* EXERCISE MATERIAL *
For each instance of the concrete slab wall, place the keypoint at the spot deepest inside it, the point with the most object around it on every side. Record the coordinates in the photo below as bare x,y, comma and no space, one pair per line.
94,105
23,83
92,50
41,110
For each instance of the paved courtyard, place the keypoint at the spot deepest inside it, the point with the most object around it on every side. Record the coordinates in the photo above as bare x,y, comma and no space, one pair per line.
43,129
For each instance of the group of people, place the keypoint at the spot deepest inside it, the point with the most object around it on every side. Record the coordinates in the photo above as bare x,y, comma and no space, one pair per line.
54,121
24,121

--

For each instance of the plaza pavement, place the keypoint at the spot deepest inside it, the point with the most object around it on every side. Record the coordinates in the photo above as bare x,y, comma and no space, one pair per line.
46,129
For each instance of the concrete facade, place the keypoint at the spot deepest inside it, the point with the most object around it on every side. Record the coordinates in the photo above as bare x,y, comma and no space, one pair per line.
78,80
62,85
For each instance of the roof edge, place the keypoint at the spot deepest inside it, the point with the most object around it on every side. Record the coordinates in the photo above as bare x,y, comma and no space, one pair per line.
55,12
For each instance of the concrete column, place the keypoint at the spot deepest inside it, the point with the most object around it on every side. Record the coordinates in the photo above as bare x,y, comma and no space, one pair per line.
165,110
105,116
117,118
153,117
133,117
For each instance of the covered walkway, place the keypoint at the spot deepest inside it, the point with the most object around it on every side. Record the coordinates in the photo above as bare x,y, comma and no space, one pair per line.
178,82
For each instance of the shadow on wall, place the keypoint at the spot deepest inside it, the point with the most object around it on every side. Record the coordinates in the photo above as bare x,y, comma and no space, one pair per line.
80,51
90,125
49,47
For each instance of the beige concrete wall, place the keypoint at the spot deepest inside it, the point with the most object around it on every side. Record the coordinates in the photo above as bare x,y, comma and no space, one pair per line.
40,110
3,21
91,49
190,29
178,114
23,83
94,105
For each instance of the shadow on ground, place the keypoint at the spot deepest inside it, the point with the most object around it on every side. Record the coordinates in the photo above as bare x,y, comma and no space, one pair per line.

* WHAT TO PRODUCE *
Go to the line in the material above that contains "For each instance of the concrete column, place" and copy exactly from there through the line that contains "For each instance of the shadow on ground, place", stopping after it.

* ANSWER SPACE *
For each instance of the concrete column, place the keypoint at the spot deepest inside it, the point with the most object around it on every side. Record the coordinates in the photo above as bare x,y, comma and no space, one pair per line.
165,110
105,116
117,118
153,117
133,117
For each instance of the covered walkway, place the keypoint at the spot deepest inside it, the point with the most object around it on every side. Record the coordinates in the photo above as bare x,y, comma and no space, one pair per line.
178,82
For each instance of the shadow on wall, place the keypoint at the spot deepest inside it, the point with the most object around it on every side. Record the coordinates in the photo above as bare x,y, comma and no space, one pair per line.
80,51
90,125
49,47
For each instance of the beige concrete wall, place the keypoint at the spot deepest inside it, the point with the most object around it on every side. Record the coordinates in the photo above as bare x,y, comma and no space, one pair per line.
40,110
3,21
91,49
190,29
178,114
23,83
94,105
For each instance of the shadow on ground, place the keypoint at the spot deepest inside it, the point with the most object around it on every side. Record the coordinates in the photo above as bare x,y, comma and no space, one pair per line.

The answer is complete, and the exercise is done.